[PROBLEM DETAILS] Repeat exactly the lines from the one containing "like [388, 23]." through the last line of the records below, both included, and nothing else.

[PROVIDED DATA]
---

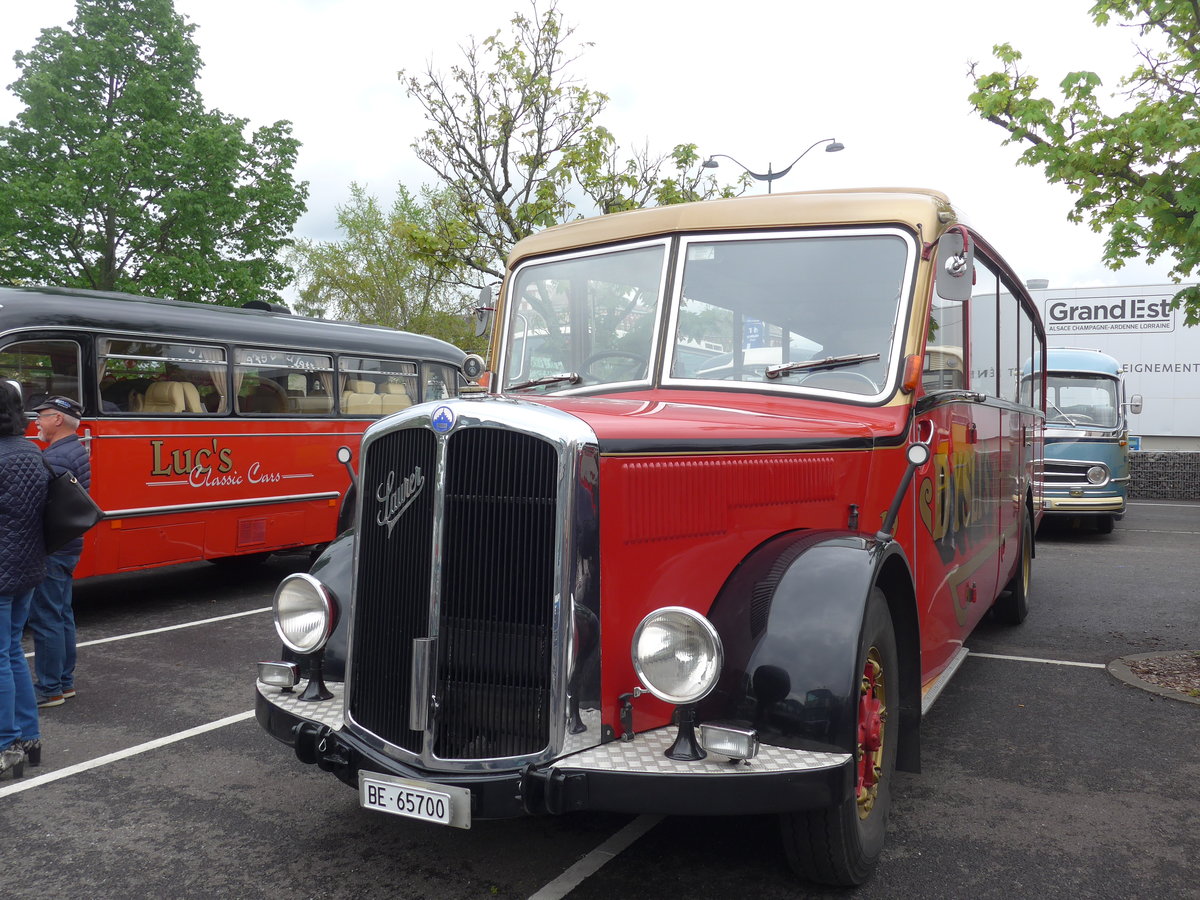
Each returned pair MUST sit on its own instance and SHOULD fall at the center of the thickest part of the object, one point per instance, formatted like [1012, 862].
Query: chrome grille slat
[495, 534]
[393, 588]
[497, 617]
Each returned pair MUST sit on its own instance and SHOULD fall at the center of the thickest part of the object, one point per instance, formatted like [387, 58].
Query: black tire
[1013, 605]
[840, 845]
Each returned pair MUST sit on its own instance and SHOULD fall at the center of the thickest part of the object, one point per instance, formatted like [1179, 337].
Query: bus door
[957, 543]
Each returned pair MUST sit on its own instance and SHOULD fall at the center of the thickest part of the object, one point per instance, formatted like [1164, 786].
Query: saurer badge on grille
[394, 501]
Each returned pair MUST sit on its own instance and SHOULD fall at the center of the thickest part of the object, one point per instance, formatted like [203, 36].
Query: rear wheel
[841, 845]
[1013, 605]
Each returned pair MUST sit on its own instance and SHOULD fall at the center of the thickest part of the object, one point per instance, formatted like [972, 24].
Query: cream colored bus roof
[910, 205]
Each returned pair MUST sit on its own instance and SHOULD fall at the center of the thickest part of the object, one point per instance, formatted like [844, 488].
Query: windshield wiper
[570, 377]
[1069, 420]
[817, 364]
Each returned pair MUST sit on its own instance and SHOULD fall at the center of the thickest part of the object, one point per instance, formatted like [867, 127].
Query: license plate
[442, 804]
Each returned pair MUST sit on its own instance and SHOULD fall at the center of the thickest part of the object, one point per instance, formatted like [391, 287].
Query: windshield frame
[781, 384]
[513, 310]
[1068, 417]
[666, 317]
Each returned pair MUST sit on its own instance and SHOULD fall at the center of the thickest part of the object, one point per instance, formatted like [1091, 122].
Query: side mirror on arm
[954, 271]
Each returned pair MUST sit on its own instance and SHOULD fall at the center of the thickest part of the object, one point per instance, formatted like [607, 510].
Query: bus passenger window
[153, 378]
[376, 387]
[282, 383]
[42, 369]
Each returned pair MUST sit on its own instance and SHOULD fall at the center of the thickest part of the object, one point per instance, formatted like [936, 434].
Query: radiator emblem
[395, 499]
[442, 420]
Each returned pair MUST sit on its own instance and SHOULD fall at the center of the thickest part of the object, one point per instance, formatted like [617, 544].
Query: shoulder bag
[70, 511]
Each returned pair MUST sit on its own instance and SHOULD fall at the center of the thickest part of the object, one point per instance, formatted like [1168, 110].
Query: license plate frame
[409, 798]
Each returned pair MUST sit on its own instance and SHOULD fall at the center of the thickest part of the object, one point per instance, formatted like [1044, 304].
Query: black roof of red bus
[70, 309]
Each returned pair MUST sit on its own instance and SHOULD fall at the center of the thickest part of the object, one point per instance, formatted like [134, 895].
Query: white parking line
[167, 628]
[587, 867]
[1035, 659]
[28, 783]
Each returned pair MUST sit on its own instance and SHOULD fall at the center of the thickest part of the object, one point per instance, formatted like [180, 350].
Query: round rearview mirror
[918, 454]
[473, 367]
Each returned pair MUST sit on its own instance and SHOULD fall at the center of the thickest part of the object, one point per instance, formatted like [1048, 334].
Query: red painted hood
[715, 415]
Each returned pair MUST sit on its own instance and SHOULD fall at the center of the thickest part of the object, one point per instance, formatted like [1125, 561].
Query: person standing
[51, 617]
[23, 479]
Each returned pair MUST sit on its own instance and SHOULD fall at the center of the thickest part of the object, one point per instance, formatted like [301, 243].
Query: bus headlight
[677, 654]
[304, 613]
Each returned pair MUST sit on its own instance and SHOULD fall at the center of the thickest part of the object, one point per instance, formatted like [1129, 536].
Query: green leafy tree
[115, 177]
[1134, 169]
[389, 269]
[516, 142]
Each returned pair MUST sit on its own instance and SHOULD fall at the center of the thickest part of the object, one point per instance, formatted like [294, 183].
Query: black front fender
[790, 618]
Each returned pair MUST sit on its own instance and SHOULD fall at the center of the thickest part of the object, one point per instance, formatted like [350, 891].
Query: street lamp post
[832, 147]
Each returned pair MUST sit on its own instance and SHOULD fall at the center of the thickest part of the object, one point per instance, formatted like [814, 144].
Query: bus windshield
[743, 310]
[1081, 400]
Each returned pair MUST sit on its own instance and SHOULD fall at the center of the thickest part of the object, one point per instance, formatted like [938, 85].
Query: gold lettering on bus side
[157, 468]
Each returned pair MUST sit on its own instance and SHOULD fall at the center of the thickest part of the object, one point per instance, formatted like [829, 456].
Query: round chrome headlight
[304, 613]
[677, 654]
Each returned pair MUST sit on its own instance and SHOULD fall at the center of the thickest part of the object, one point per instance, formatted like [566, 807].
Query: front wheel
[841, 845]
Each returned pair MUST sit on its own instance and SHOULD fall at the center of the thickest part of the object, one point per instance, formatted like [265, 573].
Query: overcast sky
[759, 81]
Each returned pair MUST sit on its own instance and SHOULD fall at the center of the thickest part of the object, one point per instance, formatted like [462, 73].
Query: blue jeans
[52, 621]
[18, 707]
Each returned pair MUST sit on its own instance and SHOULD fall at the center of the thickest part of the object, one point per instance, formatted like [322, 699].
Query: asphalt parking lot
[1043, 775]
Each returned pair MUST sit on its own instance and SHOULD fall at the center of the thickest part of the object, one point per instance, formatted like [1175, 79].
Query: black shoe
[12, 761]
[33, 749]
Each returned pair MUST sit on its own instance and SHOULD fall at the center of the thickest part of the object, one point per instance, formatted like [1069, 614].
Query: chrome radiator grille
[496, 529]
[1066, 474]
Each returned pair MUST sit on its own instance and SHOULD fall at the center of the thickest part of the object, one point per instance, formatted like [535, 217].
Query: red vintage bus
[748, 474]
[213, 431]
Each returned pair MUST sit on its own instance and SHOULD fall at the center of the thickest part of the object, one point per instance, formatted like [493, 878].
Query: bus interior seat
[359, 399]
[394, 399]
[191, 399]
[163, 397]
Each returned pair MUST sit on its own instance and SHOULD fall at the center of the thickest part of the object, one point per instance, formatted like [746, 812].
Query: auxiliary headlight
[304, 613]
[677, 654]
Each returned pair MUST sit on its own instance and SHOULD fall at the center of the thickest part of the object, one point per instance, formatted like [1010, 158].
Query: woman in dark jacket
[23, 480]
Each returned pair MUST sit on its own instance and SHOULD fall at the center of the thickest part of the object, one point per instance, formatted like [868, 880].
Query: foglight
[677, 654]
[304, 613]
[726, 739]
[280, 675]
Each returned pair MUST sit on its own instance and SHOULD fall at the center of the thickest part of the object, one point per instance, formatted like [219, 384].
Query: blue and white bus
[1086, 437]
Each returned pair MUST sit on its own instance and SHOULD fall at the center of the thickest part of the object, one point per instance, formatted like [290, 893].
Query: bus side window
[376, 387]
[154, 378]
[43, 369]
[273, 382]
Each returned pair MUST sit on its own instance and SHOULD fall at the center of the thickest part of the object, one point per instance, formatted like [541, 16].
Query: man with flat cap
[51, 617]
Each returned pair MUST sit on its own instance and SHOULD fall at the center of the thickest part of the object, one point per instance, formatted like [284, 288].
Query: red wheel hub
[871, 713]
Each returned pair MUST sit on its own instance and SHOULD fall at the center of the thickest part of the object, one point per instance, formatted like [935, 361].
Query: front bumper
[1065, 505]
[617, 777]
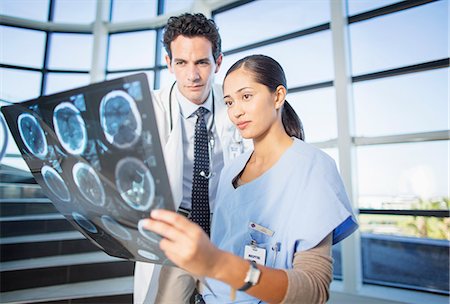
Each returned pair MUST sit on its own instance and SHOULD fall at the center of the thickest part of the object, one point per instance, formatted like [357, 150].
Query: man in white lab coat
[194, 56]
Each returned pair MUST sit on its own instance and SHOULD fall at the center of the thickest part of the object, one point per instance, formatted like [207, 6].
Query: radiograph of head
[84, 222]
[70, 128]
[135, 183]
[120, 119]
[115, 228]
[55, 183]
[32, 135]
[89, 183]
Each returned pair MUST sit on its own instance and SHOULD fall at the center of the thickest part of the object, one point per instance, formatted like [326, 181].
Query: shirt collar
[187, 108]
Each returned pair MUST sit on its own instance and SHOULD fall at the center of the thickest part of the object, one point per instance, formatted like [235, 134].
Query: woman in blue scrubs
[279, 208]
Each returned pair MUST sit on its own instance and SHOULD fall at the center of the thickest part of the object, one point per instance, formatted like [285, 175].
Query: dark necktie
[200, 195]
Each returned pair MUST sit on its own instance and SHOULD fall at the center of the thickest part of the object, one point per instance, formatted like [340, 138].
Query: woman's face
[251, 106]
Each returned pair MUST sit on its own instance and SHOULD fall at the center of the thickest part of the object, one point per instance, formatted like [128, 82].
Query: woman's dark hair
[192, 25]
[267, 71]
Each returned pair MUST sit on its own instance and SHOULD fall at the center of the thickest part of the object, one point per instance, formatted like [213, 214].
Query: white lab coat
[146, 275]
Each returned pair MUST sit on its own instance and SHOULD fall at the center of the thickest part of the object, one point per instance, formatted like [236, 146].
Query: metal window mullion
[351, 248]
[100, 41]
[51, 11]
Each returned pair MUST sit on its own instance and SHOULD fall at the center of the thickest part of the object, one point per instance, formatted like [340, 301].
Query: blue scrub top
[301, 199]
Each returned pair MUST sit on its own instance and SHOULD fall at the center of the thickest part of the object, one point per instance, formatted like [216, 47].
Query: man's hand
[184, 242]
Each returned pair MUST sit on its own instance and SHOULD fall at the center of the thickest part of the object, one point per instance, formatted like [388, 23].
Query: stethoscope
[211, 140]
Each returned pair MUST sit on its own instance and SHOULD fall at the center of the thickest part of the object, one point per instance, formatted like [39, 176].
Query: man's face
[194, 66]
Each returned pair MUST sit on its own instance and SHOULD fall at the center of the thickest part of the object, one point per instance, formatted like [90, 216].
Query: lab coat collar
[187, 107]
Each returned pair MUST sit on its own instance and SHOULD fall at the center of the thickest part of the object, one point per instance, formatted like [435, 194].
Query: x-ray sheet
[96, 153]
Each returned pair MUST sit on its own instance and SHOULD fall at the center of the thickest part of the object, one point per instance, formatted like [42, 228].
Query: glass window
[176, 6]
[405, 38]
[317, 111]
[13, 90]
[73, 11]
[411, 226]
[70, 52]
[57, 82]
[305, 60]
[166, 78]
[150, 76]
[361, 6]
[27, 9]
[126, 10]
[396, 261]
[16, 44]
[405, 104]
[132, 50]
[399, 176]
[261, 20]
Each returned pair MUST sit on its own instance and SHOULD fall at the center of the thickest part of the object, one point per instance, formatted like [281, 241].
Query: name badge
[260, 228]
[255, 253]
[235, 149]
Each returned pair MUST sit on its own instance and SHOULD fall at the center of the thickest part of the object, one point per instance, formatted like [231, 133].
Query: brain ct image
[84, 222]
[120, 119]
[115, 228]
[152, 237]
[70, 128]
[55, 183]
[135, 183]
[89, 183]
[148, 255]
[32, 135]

---

[REPLY]
Each returned pair MUST sit on its own instance and SHOULD fall at the center of the thickest part of the object, one point per instance, formatted like [388, 23].
Query: stethoscope
[211, 140]
Each returned pair MUST sit on its own instance and SHOULD fall at the center of the thickest part of the object, one point per instance, formatted like [39, 176].
Query: man's face
[194, 66]
Each returned pair MUST sit on its own instance and SHOULD fall at the center of the thickest part of the object, one point per instance, formatted like [90, 216].
Query: lab coat collar
[187, 107]
Each returned pair MUST sit on its own instance and SHOULD fall at the center of the thickest part of the object, one point per instance, formatted like [435, 194].
Query: x-ray sheet
[96, 153]
Each returned pair MUST sit on its own instance and SHOULD fall at the center of the thickest part of the object, one point per instance, formatted like [42, 228].
Query: glass window
[176, 6]
[405, 38]
[317, 111]
[13, 90]
[73, 11]
[411, 226]
[70, 52]
[57, 82]
[305, 60]
[166, 78]
[150, 76]
[361, 6]
[27, 9]
[126, 10]
[396, 261]
[16, 44]
[405, 104]
[132, 50]
[399, 176]
[261, 20]
Each returned pair MUST sit on its own instance and SHOULD fall at the center of the thickest part of the object, one point per instance, formatted like [281, 241].
Query: name badge
[260, 228]
[255, 253]
[235, 149]
Each returned pair MUST sit on its own instance and SHOULD fall at the center of the thickest part of the object, one point per instance, formatted like [231, 133].
Query: brain ct image
[84, 222]
[120, 119]
[115, 228]
[152, 237]
[70, 128]
[55, 183]
[135, 183]
[89, 183]
[148, 255]
[32, 135]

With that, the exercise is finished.